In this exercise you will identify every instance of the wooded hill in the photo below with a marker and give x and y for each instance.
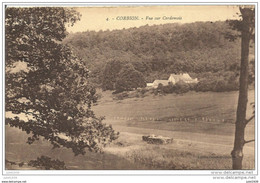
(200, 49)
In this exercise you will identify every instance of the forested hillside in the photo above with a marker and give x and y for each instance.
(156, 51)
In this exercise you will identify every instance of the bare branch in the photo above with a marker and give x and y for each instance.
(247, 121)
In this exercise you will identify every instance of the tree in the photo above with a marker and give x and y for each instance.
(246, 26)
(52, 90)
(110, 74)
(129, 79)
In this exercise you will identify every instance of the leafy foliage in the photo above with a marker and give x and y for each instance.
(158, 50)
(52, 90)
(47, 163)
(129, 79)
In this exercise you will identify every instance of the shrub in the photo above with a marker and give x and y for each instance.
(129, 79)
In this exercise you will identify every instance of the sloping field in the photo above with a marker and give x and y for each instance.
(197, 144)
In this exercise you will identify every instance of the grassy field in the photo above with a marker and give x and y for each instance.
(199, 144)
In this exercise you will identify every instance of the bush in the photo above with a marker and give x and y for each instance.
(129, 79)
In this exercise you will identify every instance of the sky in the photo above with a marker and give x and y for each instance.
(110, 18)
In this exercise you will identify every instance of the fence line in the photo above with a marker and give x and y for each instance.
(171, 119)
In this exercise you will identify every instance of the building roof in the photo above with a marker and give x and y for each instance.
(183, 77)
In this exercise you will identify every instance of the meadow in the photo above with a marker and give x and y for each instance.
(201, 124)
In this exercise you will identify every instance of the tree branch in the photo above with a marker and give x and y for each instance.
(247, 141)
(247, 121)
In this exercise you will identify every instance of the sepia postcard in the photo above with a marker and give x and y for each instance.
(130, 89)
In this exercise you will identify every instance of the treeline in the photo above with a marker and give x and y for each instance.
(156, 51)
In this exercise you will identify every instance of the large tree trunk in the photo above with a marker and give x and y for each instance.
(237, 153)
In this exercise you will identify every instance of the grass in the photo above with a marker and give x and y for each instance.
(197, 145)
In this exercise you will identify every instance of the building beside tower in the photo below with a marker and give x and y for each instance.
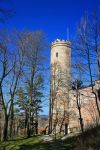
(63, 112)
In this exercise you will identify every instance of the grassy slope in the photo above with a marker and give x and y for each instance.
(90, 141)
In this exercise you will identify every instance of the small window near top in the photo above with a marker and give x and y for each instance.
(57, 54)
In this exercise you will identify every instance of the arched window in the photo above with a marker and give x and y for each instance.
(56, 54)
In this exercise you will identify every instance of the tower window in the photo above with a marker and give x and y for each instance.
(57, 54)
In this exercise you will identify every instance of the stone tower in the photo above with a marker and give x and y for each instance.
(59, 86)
● ● ●
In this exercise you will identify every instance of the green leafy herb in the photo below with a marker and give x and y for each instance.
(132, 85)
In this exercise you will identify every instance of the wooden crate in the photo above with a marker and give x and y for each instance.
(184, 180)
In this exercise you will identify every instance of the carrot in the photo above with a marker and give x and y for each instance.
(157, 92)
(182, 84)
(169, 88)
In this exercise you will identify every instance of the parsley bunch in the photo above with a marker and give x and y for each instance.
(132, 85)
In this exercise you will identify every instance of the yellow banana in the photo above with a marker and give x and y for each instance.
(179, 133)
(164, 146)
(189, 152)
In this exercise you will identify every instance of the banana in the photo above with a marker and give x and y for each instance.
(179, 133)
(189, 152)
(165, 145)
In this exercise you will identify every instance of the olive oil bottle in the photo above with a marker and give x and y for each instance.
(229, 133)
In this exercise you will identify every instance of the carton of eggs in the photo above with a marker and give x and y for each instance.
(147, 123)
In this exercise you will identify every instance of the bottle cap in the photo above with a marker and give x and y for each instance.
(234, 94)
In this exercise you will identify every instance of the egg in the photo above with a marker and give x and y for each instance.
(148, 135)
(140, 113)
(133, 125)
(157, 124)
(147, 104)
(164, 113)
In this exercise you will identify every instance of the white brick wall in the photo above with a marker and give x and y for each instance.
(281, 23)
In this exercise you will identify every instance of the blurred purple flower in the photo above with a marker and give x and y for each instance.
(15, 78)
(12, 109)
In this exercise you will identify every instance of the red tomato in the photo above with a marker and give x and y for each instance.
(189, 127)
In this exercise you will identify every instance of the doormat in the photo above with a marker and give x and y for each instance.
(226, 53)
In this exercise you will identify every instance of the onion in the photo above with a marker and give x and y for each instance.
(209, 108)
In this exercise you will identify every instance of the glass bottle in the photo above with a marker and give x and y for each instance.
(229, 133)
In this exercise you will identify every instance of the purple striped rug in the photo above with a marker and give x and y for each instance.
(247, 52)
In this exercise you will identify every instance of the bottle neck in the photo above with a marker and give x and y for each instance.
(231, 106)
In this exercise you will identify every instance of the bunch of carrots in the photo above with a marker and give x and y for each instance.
● ● ●
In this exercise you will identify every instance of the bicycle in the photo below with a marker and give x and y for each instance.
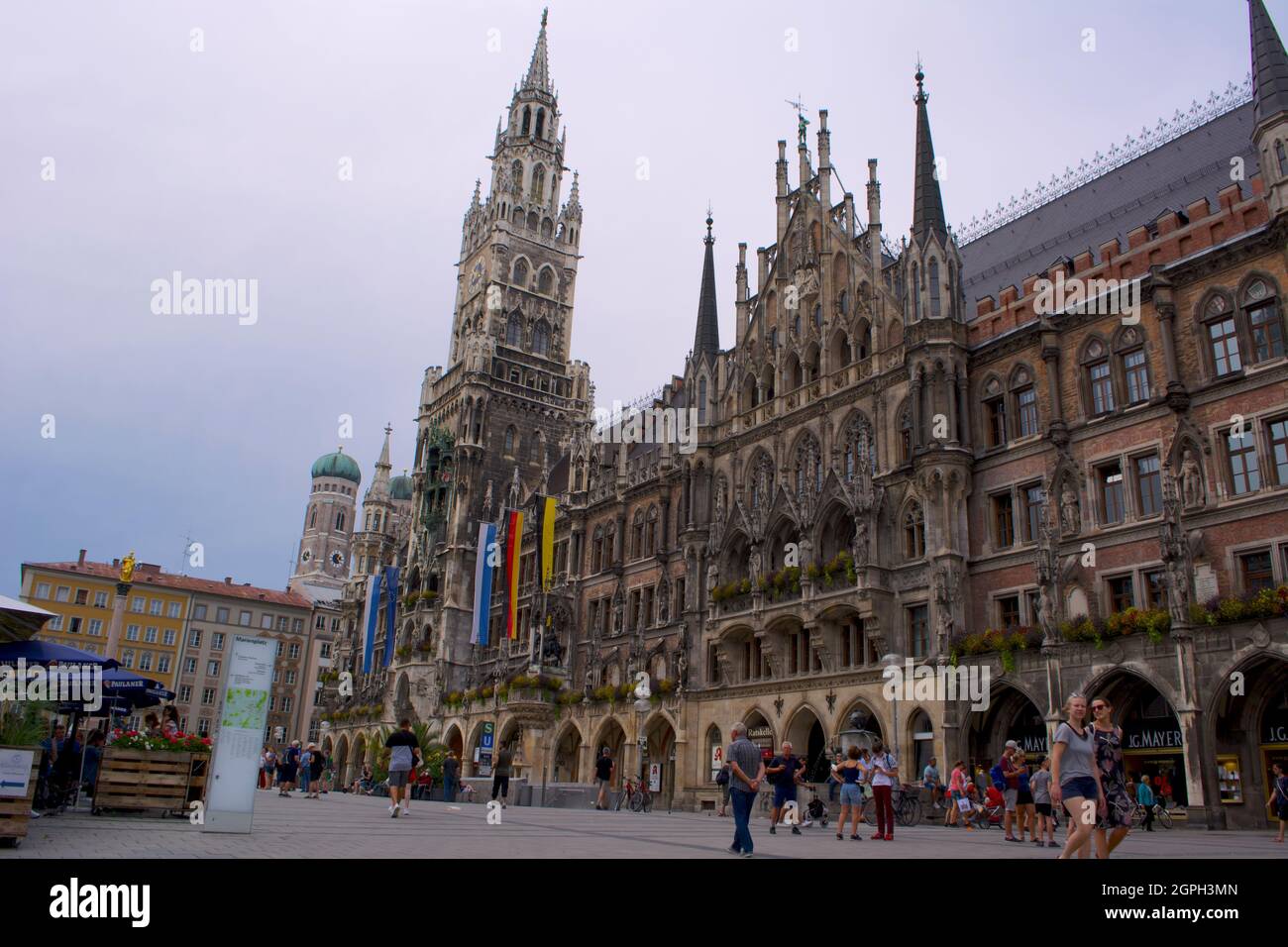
● ● ●
What is needed
Can you copy out word for word the lines of the records that start with the line containing "the bottle neck" and go on through the line containing "In this exercise you will identify every instance of the bunch", including both of those lines?

Output for this exercise
In this exercise you will identify every instance of the bottle neck in the photo above with a marker and give x and y for each instance.
(231, 106)
In this exercise you will identify every instance of the bunch of carrots in the photo above with a marker and give x and y for each instance.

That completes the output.